Wednesday, August 12, 2015

The Business of Psychology in the Psychology of Business

Dawna Markova & Angie McArthur, Collaborative Intelligence: Thinking with People Who Think Differently

"He who is unable to live in society, or who has no need because he is sufficient for himself, must be either a beast or a god."
—Aristotle


I repeatedly recalled this quote while reading this book. Dr. Dawna Markova, internationally recognized specialist in learning and perception styles, starts with the premise that we must interact with many diverse personality types in today’s go-go technological society. Aided by research assistant (and daughter-in-law) Angie McArthur, she commences a detailed examination of what that means for most people, particularly in the workplace.

I initially had high hopes for this book. Principal author Markova writes differently than, say, Malcolm Gladwell or Jack Hitt. Being a scholar rather than a journalist, she writes with tight, erudite focus, with emphasis on reasoning and research. And she has no pretense of journalistic dispassion: these are her discoveries, darnit, and she’ll expound them with fierce mama-bear love, never pretending to offer conflicting viewpoints or false balance. Her specificity is bracing.

Markova wants readers to cultivate what she calls Collaborative Intelligence, or CQ. This involves broad, detailed understanding of how other thinking styles work, including recognizing both their strengths and their blind spots. We already know not everybody is good at everything; from there, we must collaborate, to bundle everybody’s strengths. A poorly managed group is chaos; but a well-managed group can accomplish more than members can individually.

To achieve CQ, we must better understand ourselves. Markova begins by subdividing thought patterns into three core categories: visual, auditory, and kinesthetic (hands-on) thinking. We all have all three, though to different degrees. Prioritizing this gives us six starting templates; below that, thirty-five further “thinking talents” subdivide the personality styles, which can be charted into quadrants, parsed for strengths and “shadow traits,” and partnered for ultimate strength.

• _Provided records_:
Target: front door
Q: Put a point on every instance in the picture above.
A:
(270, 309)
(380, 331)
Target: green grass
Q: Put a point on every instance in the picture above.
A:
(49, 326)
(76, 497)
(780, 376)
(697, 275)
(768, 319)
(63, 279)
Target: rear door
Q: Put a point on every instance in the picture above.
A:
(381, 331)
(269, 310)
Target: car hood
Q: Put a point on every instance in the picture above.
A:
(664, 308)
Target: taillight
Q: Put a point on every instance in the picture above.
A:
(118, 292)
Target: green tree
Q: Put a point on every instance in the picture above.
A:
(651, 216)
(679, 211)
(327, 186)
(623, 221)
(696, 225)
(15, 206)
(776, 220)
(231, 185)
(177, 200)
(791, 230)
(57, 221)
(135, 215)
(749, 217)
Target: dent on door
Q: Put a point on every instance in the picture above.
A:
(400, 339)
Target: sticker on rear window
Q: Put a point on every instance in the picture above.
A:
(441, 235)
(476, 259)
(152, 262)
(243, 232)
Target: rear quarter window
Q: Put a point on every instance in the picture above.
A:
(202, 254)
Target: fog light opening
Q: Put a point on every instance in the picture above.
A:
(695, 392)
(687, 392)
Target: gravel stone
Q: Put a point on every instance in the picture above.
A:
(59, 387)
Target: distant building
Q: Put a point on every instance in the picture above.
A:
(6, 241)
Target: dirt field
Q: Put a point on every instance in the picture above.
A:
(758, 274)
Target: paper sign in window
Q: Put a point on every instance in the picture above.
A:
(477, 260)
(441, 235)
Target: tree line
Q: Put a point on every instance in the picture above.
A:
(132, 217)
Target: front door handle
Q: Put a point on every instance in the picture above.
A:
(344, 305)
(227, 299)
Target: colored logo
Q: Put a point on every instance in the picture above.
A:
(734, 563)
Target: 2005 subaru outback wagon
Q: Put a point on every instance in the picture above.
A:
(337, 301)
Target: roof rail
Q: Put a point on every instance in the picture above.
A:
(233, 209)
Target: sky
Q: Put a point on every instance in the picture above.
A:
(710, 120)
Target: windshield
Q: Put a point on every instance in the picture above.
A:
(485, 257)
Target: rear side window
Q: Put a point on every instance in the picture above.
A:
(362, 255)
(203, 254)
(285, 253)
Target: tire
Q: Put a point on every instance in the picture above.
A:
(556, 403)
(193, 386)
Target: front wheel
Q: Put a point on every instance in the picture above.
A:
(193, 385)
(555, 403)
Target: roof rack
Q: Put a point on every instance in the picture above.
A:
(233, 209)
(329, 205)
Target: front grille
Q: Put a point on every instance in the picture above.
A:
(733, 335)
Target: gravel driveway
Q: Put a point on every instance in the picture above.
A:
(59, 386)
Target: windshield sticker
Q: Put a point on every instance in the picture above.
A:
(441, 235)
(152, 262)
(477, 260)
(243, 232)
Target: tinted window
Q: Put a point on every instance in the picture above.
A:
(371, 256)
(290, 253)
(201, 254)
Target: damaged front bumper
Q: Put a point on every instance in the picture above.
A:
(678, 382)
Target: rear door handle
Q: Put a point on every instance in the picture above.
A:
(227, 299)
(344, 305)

• _Requirement A_: Copy the part of the book review starting with "The Business of" and going on through "in the workplace.".
• _Requirement B_: Repeat word for word the rows starting with the line with "Target: front wheel" and going on through the last of the rows.
The book review and the rows are separate material with no connection between them.

• _Exercise solution A_:
The Business of Psychology in the Psychology of Business

Dawna Markova & Angie McArthur, Collaborative Intelligence: Thinking with People Who Think Differently

"He who is unable to live in society, or who has no need because he is sufficient for himself, must be either a beast or a god."
—Aristotle


I repeatedly recalled this quote while reading this book. Dr. Dawna Markova, internationally recognized specialist in learning and perception styles, starts with the premise that we must interact with many diverse personality types in today’s go-go technological society. Aided by research assistant (and daughter-in-law) Angie McArthur, she commences a detailed examination of what that means for most people, particularly in the workplace.

• _Exercise solution B_:
Target: front wheel
Q: Put a point on every instance in the picture above.
A:
(193, 385)
(555, 403)
Target: roof rack
Q: Put a point on every instance in the picture above.
A:
(233, 209)
(329, 205)
Target: front grille
Q: Put a point on every instance in the picture above.
A:
(733, 335)
Target: gravel driveway
Q: Put a point on every instance in the picture above.
A:
(59, 386)
Target: windshield sticker
Q: Put a point on every instance in the picture above.
A:
(441, 235)
(152, 262)
(477, 260)
(243, 232)
Target: tinted window
Q: Put a point on every instance in the picture above.
A:
(371, 256)
(290, 253)
(201, 254)
Target: damaged front bumper
Q: Put a point on every instance in the picture above.
A:
(678, 382)
Target: rear door handle
Q: Put a point on every instance in the picture above.
A:
(227, 299)
(344, 305)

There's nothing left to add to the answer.